* _Data for the task_:
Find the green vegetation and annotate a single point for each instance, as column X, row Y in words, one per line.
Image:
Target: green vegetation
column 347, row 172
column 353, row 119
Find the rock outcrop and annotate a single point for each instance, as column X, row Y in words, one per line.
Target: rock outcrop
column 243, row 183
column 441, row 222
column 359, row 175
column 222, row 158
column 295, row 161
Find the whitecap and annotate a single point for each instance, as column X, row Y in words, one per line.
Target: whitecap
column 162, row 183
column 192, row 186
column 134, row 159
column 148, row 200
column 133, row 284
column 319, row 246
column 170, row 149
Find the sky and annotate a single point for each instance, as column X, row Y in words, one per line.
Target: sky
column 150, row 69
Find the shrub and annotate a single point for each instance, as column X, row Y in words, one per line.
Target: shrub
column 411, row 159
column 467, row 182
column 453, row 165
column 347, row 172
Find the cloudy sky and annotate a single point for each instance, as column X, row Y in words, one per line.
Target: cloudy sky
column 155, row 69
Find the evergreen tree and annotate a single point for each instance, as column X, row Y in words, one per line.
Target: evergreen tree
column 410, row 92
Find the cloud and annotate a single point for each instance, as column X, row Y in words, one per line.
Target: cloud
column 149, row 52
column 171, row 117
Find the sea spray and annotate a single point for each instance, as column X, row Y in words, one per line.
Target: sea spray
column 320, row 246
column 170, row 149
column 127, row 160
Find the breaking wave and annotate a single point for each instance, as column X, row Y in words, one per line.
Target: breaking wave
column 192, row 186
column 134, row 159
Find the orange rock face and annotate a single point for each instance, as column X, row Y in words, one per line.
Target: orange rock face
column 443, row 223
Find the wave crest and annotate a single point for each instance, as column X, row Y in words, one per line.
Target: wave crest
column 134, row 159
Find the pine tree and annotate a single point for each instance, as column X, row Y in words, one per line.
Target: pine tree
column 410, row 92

* _Task description_: Taking care to match every character, output all of the entries above.

* _Output below_:
Find the green vegetation and annotate a single point for each instance, as column X, row Y in words, one per line.
Image:
Target: green vegetation
column 347, row 172
column 353, row 119
Find the rock outcrop and annotate a single point for each instance, as column X, row Y in words, one per line.
Target: rock outcrop
column 243, row 183
column 441, row 222
column 359, row 175
column 222, row 158
column 295, row 161
Find the whitecap and annotate a single point for each instance, as column X, row Y in words, one per line.
Target: whitecap
column 162, row 183
column 192, row 186
column 134, row 159
column 148, row 200
column 133, row 284
column 319, row 246
column 170, row 149
Find the sky and annotate a single point for each instance, as column X, row Y in words, one per line.
Target: sky
column 150, row 69
Find the shrub and annotate a single point for each instance, as column X, row Y in words, one per line.
Target: shrub
column 411, row 159
column 467, row 182
column 453, row 165
column 347, row 172
Find the cloudy sky and annotate a single point for each instance, as column X, row Y in words, one per line.
Target: cloudy sky
column 155, row 69
Find the evergreen tree and annotate a single point for each instance, as column X, row Y in words, one per line.
Target: evergreen tree
column 410, row 92
Find the cloud and annotate a single point for each instance, as column X, row Y in words, one per line.
Target: cloud
column 149, row 52
column 171, row 117
Find the sea spray and annotate a single point for each instance, as column X, row Y in words, one per line.
Target: sea spray
column 320, row 246
column 170, row 149
column 127, row 160
Find the breaking wave and annotate a single point for each instance, as column X, row Y in words, one per line.
Target: breaking wave
column 192, row 186
column 134, row 159
Find the orange rock face and annotate a single point for each instance, as column X, row Y in words, one per line.
Target: orange rock face
column 443, row 223
Find the wave crest and annotate a single point for each instance, as column X, row Y in words, one per line.
Target: wave crest
column 134, row 159
Find the pine tree and annotate a single point for each instance, as column X, row Y in words, one per line.
Target: pine tree
column 410, row 92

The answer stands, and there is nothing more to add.